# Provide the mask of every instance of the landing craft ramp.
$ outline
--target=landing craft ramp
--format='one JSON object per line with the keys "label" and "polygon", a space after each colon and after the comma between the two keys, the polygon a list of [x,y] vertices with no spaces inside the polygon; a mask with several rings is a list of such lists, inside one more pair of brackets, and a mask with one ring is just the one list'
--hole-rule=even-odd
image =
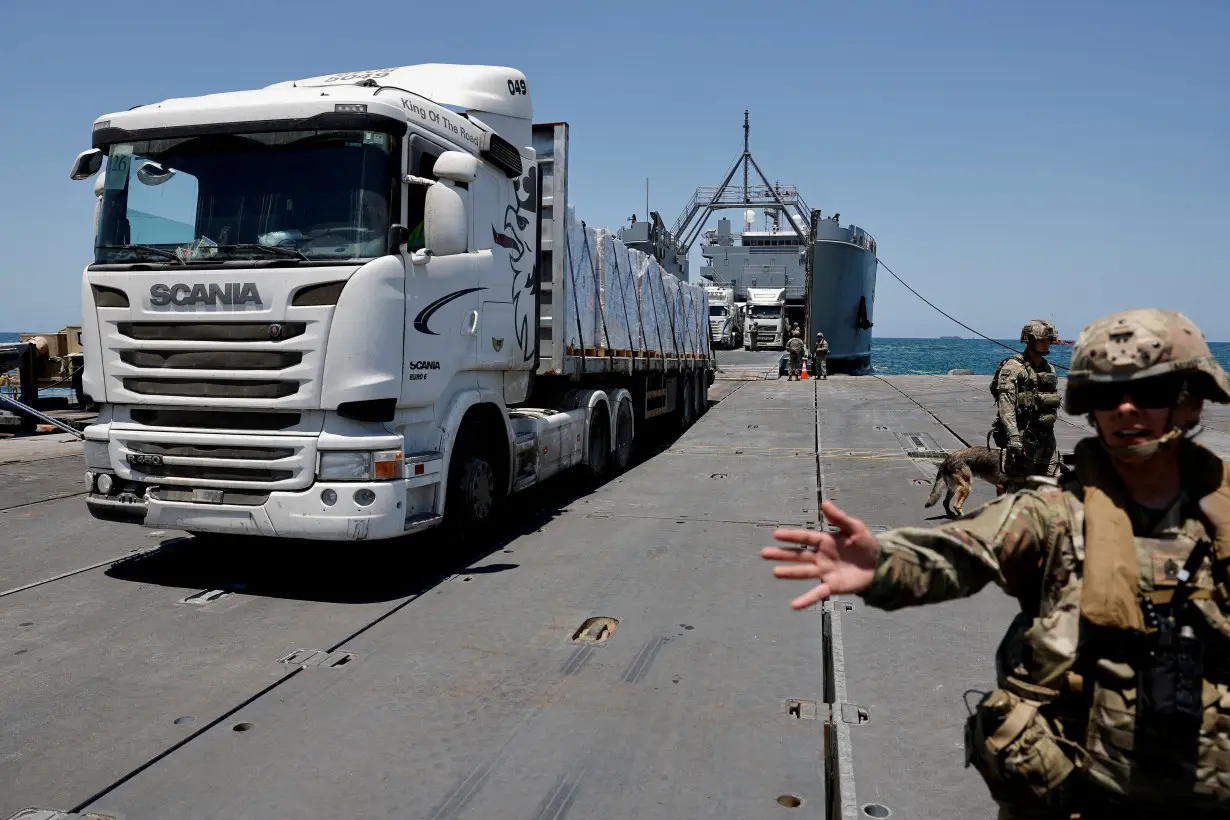
{"label": "landing craft ramp", "polygon": [[[934,523],[927,456],[981,443],[987,378],[719,356],[769,376],[719,380],[662,452],[542,488],[472,554],[99,522],[61,497],[77,445],[0,443],[0,818],[993,816],[961,696],[1012,602],[796,613],[756,554],[819,494]],[[1202,440],[1230,453],[1230,413]],[[590,618],[613,623],[574,641]]]}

## Exercise objective
Everything from the first line above up to and including the line that contains "--hole-rule=even-odd" should be printed exactly; please print only that.

## Solved problem
# Provide the mask of every instance of the landing craft ramp.
$ outline
--target=landing craft ramp
--format='one JSON object per line with the keys "label" and "polygon", a space after each colon and after the comma between the two keys, the polygon a list of [x,y] vertices with no spaces inside the polygon; a mask with several rings is a list of such lists, inside one more pair of brackets, and a mask with one ring is just the one list'
--hole-rule=even-odd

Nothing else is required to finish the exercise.